## CONSIGNA
Devuelva sin alteración alguna todas las filas que siguen, desde la primera hasta la última.

## FILAS DE DATOS

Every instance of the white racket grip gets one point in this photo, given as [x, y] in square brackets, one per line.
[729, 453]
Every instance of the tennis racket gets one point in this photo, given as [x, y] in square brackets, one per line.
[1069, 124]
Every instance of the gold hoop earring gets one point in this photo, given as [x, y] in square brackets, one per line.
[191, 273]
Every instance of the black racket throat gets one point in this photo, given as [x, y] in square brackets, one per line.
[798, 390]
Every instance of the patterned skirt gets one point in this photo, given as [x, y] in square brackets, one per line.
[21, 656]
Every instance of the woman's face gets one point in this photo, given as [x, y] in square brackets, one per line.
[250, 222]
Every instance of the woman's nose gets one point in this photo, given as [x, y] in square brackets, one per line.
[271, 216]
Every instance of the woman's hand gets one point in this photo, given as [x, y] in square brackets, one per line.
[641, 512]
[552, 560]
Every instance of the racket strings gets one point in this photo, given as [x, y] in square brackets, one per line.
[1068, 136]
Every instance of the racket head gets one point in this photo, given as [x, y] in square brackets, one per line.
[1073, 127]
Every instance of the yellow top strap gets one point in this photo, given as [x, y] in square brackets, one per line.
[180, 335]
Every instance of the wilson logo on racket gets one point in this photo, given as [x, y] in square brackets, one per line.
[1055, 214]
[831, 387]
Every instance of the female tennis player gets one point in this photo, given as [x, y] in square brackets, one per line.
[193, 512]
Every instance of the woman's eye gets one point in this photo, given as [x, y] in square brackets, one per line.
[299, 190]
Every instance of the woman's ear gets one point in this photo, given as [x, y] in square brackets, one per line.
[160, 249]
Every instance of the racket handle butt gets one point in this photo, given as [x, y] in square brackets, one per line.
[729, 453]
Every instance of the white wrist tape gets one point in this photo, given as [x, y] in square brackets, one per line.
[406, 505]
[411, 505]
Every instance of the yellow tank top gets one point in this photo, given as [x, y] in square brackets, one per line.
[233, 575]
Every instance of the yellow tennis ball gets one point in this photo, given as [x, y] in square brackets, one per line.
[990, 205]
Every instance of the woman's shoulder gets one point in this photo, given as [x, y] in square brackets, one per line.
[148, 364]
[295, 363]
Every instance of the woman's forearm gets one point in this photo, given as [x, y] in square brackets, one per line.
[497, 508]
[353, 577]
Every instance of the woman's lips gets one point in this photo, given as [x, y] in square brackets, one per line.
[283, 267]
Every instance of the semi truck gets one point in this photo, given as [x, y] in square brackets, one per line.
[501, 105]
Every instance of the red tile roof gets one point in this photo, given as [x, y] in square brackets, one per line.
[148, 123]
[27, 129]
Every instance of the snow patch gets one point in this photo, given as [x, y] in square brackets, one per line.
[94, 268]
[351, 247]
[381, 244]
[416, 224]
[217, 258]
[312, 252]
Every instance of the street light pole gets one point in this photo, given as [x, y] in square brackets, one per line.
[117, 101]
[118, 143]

## TAREA RESUELTA
Every instance of the white racket grip gets one point in this photo, given as [x, y] in square brackets, one per line.
[729, 453]
Every instance of the tennis racket gets one point in this photo, given as [x, y] in square brackets, one per line.
[1069, 124]
Every instance of the gold hoop earring gets one point in this photo, given as [x, y] in square brackets, one per line.
[191, 273]
Every instance of the black racket throat gets one point in this photo, given as [x, y] in square brackets, one per line.
[798, 390]
Every instance of the patterned skirt gets one point in this photo, given as [x, y] in square brackets, one per line.
[21, 656]
Every instance of the woman's face gets one point in this photo, given as [x, y] in square brackets, one per line.
[250, 222]
Every instance of the woman's nose gets one point in this photo, given as [x, y] in square brackets, one per line.
[271, 216]
Every instance of the woman's hand gets one point in this photo, given as [x, y] in square brackets, one per line.
[641, 512]
[552, 560]
Every instance of the racket strings gets one point in this photo, given as [x, y] in square brackets, one per line.
[1068, 136]
Every instance of the racket head gets one point in this photo, given as [x, y] in square brackets, one per line.
[1073, 127]
Every instance of the yellow top strap gets one point in this photo, given as [x, y] in square brackets, one per line.
[180, 335]
Every instance of the wilson logo on racket gets one point in this photo, given as [x, y] in square brackets, one per line.
[1055, 214]
[831, 387]
Every instance of the female tennis player gets one point in this photo, given as [x, y] in square brackets, one per line.
[193, 512]
Every instance of the woman's eye gets one point in this photo, given as [x, y] in square brackets, one per line.
[299, 190]
Every instance of the woman's ear gets one point in this photo, given as [x, y] in square brackets, one per line.
[160, 249]
Every instance of the racket handle butt gets one point in this photo, given as [x, y] in square brackets, one per line.
[729, 453]
Every instance of the white wrist tape gets one point in this photo, given as [x, y] in square brackets, one per line.
[406, 505]
[411, 505]
Every instance of the yellow tank top gets one point in this photo, given as [x, y] in square brackets, one per line.
[233, 575]
Every instance of the yellow tennis ball gets one point in this photo, given as [x, y] in square brackets, one per line.
[990, 205]
Every instance of the woman's shoulder gets one point in this photo, given as [x, y] in square brackets, one per line.
[148, 364]
[295, 363]
Every instance of the woman's forearm gets one point in this photo, given as [x, y] in square brackets, one per line.
[497, 508]
[353, 577]
Every instance of the woman's lips gets one point in this photo, given as [x, y] in square brackets, one per line.
[283, 267]
Every instance of the semi truck gets one point in this photo, given as [x, y] in square brackets, one per line.
[501, 105]
Every instance of the red tile roof gets one point in this photo, given as [x, y] in square brackets, one per line.
[148, 123]
[27, 129]
Every instance of the snow patch gets one point in this photo, given as [x, y] in square brackets, one per line.
[94, 268]
[351, 247]
[381, 244]
[416, 224]
[217, 258]
[312, 252]
Every instance of the street light pole gets one point in this photo, given as [x, y] in square brackets, one per line.
[117, 101]
[118, 143]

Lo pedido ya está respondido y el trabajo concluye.